- **Passage provided**:
Cell cycle distribution for CD133+ Hep-2 cells in groups A–D 24 h after irradiation
Groups A–D were cultured for 36 h under hypoxic or normoxic conditions before cells were treated with 10 Gy of radiation. Cells were then maintained under hypoxic and normoxic conditions until cell cycle assays were performed. Cells were co-stained with PI and PE-conjugated CD133 mouse anti-human monoclonal antibody. For all four groups following irradiation, the percentage of cells in the G1 phase increased, while the percentage of cells in the G2/S phase decreased. In groups A and B, a 4- and 2-fold increase in cells in the G1 phase after radiation was observed, respectively. In contrast, there was no significant increase in the G1 population for groups C and D. For the G2/S population, a decrease was observed following exposure to radiation for groups B and D. Among the four groups, hypoxic Hep-2 cells (group A) maintained most of the cells in the G1 phase (P<0.05) (Fig. 3 and Table II).
The percentage of CD133+ cells in groups A–D before and after irradiation were also detected by flow cytometry. These percentages included: 1.5 versus 9.9% for group A, 1.0 versus 3.3% for group B, 0.8 versus 2.7% for group C and 0.7 versus 2.5% for group D, respectively, in each case. Hep-2 cells cultured under hypoxic conditions (e.g., group A) exhibited a significant difference in the CD133+ population in response to irradiation (P<0.05). In contrast, the percentage of CD133+ cells in groups B–D did not significantly differ (Table III).

- **Tasks to complete**:
1. From the passage on irradiated CD133+ Hep-2 cells, give the percentage of CD133+ cells after irradiation for each of groups A through D.
2. Output the part of the passage on irradiated CD133+ Hep-2 cells starting at "The percentage of CD133+ cells in groups A–D" and ending at "differ (Table III).".
The entries are not needed for any of this work.

- **Provided records**:
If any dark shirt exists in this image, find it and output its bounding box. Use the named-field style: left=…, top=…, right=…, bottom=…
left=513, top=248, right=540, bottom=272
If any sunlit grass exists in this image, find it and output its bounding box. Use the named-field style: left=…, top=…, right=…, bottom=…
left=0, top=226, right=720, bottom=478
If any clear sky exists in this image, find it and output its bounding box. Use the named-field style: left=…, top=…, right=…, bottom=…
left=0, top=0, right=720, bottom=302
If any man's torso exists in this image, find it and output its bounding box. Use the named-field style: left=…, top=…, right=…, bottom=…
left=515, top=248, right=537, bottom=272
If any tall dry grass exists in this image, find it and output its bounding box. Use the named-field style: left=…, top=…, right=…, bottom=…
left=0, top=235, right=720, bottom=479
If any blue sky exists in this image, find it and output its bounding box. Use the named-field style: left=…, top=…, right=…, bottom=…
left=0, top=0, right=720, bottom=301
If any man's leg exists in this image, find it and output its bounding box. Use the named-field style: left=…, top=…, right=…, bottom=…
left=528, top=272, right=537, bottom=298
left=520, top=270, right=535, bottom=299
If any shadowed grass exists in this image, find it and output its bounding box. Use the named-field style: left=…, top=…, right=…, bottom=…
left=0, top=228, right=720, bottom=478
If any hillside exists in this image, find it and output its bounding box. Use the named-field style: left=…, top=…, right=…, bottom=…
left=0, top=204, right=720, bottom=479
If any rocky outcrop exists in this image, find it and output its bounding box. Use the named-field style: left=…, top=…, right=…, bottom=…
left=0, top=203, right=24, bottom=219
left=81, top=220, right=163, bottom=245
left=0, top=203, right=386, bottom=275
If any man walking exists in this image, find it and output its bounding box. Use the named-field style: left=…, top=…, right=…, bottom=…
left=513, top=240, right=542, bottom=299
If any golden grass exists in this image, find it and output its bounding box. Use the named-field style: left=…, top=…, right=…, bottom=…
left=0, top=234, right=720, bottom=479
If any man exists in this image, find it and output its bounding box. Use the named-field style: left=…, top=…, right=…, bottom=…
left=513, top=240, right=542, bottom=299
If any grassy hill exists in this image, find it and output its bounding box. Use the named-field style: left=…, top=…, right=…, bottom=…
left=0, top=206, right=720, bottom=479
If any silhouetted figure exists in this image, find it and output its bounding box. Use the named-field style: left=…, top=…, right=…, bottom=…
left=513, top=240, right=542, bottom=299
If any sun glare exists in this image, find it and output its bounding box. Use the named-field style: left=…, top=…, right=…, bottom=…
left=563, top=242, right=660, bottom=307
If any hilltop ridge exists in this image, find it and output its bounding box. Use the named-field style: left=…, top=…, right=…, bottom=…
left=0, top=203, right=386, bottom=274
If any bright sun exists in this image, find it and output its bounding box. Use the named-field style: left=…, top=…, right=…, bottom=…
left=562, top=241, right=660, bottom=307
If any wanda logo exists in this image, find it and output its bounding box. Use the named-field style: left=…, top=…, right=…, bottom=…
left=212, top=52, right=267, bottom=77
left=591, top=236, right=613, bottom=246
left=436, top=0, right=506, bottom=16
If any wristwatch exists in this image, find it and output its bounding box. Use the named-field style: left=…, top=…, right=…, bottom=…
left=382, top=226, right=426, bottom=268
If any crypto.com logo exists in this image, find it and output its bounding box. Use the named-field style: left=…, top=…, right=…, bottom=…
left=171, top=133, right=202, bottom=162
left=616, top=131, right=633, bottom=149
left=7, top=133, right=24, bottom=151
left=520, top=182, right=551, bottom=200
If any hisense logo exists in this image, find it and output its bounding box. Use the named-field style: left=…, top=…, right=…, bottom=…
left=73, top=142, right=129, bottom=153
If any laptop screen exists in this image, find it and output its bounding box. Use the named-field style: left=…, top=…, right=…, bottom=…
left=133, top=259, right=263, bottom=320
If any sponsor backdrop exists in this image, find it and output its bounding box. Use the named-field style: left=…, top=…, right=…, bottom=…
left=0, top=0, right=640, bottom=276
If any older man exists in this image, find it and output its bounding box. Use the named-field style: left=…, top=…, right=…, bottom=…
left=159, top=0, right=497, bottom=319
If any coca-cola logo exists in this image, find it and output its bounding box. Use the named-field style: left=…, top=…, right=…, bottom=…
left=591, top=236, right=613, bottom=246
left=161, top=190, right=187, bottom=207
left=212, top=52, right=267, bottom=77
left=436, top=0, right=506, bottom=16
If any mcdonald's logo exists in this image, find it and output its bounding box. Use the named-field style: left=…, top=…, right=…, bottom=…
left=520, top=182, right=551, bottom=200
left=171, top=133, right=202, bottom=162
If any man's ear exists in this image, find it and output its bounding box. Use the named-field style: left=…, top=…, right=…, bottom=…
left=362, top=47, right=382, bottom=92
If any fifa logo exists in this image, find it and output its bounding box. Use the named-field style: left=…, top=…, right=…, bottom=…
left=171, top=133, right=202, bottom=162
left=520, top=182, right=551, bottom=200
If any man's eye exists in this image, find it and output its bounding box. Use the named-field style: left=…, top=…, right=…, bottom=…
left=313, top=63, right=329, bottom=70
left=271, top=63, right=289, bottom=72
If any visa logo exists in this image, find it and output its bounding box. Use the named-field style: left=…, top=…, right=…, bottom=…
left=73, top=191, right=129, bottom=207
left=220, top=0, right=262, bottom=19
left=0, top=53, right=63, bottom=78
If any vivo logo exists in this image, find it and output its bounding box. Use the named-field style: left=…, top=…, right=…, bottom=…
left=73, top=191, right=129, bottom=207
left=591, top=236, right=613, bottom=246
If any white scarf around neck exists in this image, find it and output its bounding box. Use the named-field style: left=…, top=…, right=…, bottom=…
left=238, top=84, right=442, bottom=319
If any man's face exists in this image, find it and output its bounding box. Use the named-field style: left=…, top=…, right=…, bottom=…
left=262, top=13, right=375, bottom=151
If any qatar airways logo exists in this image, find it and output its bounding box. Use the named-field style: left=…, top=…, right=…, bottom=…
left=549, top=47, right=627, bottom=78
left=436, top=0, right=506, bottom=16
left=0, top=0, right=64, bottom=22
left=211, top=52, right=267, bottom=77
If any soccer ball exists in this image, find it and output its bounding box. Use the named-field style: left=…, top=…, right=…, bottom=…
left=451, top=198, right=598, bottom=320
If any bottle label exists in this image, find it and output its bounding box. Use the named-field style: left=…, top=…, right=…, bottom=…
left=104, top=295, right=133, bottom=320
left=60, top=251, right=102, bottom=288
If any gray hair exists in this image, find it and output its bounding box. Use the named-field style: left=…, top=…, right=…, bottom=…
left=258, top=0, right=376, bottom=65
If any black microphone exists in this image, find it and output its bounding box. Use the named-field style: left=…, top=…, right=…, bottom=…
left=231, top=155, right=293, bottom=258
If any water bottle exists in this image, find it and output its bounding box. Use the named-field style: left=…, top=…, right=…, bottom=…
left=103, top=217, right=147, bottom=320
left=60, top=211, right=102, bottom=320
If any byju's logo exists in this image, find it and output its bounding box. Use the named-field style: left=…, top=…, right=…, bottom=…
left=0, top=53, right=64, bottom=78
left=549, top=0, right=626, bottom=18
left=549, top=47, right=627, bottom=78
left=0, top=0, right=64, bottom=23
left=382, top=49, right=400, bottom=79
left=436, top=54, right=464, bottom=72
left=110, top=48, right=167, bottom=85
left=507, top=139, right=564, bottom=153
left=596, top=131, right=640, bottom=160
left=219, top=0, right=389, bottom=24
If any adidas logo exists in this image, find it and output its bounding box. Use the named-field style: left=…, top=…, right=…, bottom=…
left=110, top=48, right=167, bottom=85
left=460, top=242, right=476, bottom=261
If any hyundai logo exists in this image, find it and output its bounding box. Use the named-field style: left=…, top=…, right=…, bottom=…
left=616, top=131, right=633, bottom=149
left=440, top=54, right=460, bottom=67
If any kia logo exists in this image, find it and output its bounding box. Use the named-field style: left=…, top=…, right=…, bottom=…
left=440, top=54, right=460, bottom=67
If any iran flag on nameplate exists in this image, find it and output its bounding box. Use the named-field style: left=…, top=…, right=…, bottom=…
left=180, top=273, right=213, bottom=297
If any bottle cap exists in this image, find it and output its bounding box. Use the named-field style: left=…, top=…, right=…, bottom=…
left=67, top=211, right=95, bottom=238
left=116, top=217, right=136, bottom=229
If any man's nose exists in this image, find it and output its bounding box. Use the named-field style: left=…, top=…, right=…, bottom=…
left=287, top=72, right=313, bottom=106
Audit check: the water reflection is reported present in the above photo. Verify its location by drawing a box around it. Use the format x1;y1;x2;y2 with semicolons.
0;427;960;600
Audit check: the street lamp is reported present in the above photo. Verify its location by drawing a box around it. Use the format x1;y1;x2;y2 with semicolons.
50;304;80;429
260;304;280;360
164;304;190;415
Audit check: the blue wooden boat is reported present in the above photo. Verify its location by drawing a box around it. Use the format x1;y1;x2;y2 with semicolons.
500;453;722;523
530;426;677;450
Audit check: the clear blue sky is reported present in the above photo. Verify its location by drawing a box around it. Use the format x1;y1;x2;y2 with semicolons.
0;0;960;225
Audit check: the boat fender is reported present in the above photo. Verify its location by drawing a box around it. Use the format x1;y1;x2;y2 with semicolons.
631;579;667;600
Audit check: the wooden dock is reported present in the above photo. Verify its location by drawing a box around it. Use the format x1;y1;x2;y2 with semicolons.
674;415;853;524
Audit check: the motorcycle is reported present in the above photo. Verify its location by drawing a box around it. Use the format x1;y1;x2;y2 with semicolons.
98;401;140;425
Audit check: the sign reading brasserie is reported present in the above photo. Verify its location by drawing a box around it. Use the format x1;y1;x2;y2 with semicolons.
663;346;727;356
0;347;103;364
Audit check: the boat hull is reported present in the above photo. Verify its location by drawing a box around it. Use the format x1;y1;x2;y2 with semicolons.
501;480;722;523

- **Exercise solutions**:
1.
Group A: 9.9%
Group B: 3.3%
Group C: 2.7%
Group D: 2.5%

2.
The percentage of CD133+ cells in groups A–D before and after irradiation were also detected by flow cytometry. These percentages included: 1.5 versus 9.9% for group A, 1.0 versus 3.3% for group B, 0.8 versus 2.7% for group C and 0.7 versus 2.5% for group D, respectively, in each case. Hep-2 cells cultured under hypoxic conditions (e.g., group A) exhibited a significant difference in the CD133+ population in response to irradiation (P<0.05). In contrast, the percentage of CD133+ cells in groups B–D did not significantly differ (Table III).